- Task requirements
Answer these questions from the article on the FDA's approval of eteplirsen.
1. How many boys took part in the trial whose data largely supported the approval?
2. On what date did the FDA announce its decision?
3. Which company makes eteplirsen?

Boys with Duchenne muscular dystrophy become weaker as their muscles degrade. Credit: Eric Kruszewski/The New York Times/eyevine

The US Food and Drug Administration (FDA) has approved its first drug to treat Duchenne muscular dystrophy, largely on the basis of data from a trial in only 12 boys.

The agency announced the decision on 19 September, after more than a year of consideration and controversy as the FDA struggled to balance tremendous patient need against the paucity of clinical data. The approval comes with a requirement that the drug, eteplirsen, now be tested in a larger clinical trial.

Patient advocates cheered the decision. Many had campaigned vigorously for access to eteplirsen, which is made by Sarepta Therapeutics of Cambridge, Massachusetts. “We’ve been waiting for this for a long, long time,” says Debra Miller, president and co-founder of CureDuchenne, a charity based in Newport Beach, California. “This just gives so much hope to the families.”

Yet some at the FDA worried that the paucity of clinical data would foster false hope. The approval of the eteplirsen new drug application (NDA) sparked an unusual battle that reached FDA’s top brass — and a wider debate about how much data are needed to greenlight drugs to treat rare diseases, and how much influence patient advocates should have in approval decisions.

- The data
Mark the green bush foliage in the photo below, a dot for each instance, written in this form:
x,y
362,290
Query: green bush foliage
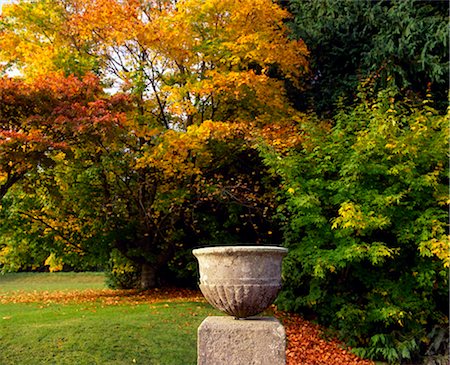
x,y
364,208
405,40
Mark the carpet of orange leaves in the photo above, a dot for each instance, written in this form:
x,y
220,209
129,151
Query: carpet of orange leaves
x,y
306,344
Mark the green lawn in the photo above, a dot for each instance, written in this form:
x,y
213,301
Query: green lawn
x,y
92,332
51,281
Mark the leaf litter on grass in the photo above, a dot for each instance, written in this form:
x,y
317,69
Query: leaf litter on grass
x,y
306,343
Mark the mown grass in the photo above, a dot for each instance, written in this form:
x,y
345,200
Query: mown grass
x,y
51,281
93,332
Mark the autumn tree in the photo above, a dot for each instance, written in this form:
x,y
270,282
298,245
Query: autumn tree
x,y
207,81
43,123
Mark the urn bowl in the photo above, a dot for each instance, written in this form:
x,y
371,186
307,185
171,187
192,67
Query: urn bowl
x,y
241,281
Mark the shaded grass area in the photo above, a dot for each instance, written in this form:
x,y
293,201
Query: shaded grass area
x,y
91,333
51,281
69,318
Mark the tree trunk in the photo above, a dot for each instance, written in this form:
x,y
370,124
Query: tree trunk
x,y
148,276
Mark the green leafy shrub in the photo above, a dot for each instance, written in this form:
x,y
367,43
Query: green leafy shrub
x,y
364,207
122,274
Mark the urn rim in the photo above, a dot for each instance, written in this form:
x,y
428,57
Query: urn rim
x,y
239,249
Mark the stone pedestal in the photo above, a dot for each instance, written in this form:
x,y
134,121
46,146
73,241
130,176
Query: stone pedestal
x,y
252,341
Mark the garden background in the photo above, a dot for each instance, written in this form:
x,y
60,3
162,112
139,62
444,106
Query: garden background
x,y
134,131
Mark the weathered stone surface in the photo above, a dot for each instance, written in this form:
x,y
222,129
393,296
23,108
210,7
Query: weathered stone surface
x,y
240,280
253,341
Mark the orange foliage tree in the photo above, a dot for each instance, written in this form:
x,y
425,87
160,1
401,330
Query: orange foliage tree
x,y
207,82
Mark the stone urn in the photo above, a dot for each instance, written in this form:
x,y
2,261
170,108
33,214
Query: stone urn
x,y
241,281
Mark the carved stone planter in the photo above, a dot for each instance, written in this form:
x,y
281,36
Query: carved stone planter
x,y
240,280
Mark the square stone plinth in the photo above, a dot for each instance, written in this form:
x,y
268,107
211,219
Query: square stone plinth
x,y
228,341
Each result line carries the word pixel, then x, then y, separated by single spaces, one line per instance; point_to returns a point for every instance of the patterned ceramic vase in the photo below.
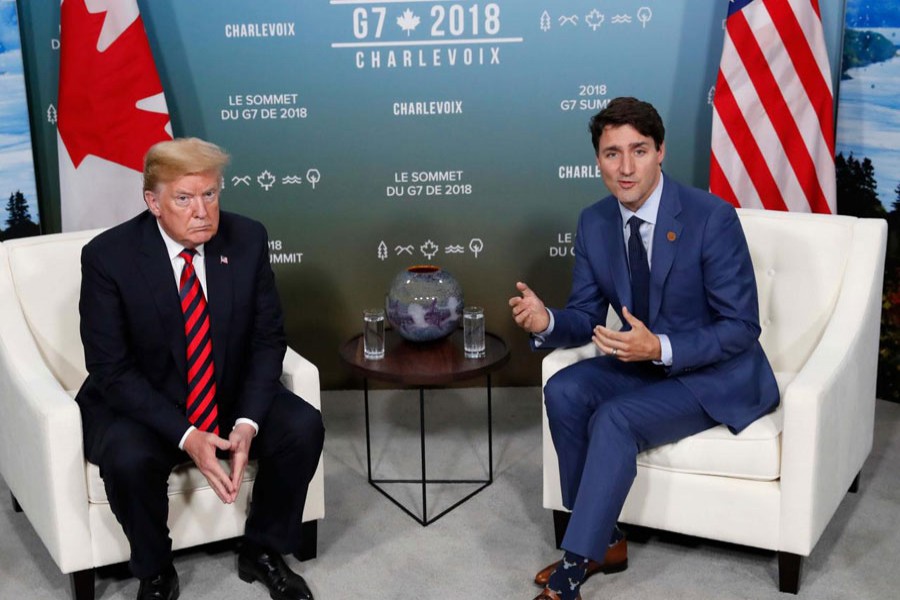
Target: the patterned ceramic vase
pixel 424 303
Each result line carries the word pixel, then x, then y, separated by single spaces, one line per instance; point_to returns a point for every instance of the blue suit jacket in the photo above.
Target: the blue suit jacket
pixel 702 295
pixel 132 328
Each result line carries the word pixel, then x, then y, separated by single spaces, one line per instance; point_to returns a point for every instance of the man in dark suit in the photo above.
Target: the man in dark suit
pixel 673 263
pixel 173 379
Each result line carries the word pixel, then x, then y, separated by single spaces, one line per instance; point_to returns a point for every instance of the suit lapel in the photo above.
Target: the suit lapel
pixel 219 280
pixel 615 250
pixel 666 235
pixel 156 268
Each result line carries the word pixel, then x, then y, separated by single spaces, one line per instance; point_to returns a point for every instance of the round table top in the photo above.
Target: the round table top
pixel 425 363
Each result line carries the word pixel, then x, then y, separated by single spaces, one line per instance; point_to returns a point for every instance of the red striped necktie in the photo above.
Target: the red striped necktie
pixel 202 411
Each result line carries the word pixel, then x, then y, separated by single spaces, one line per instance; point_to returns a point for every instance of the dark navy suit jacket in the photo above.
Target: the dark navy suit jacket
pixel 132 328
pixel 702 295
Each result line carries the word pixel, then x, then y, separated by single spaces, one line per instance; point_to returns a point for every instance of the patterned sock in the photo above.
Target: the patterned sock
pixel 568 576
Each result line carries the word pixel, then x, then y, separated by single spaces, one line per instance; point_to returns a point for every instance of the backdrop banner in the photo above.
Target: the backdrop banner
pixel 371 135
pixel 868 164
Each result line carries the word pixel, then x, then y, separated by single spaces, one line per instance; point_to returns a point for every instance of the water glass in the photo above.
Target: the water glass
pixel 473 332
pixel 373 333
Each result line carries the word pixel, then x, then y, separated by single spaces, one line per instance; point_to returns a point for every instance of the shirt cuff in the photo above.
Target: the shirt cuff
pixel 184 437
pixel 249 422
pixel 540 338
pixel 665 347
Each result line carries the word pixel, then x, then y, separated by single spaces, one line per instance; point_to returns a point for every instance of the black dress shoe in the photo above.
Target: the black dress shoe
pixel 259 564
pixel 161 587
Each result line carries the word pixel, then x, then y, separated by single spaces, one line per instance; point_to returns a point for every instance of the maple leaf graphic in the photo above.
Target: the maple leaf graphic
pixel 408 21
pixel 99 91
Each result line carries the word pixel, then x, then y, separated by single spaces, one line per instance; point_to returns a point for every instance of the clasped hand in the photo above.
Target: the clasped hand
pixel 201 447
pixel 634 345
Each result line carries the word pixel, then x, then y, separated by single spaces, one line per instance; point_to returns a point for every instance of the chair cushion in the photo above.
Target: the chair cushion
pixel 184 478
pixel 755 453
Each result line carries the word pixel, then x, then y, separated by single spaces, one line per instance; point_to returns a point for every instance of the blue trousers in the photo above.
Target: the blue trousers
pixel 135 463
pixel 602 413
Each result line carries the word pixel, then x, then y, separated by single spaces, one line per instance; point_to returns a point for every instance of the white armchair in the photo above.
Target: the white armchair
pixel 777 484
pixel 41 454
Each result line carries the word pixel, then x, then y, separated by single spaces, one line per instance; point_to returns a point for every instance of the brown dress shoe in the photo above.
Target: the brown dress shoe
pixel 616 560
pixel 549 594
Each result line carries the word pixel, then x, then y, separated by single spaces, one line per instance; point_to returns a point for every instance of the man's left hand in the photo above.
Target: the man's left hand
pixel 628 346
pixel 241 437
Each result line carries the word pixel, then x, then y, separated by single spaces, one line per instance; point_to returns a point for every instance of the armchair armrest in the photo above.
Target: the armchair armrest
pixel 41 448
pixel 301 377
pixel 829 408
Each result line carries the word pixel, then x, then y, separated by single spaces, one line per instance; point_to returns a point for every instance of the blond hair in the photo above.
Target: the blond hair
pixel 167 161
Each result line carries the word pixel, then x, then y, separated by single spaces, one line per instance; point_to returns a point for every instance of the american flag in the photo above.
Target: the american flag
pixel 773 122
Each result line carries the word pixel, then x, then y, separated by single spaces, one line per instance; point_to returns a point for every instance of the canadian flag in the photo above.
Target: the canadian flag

- Solution to this task
1. 12 boys.
2. 19 September.
3. Sarepta Therapeutics of Cambridge, Massachusetts.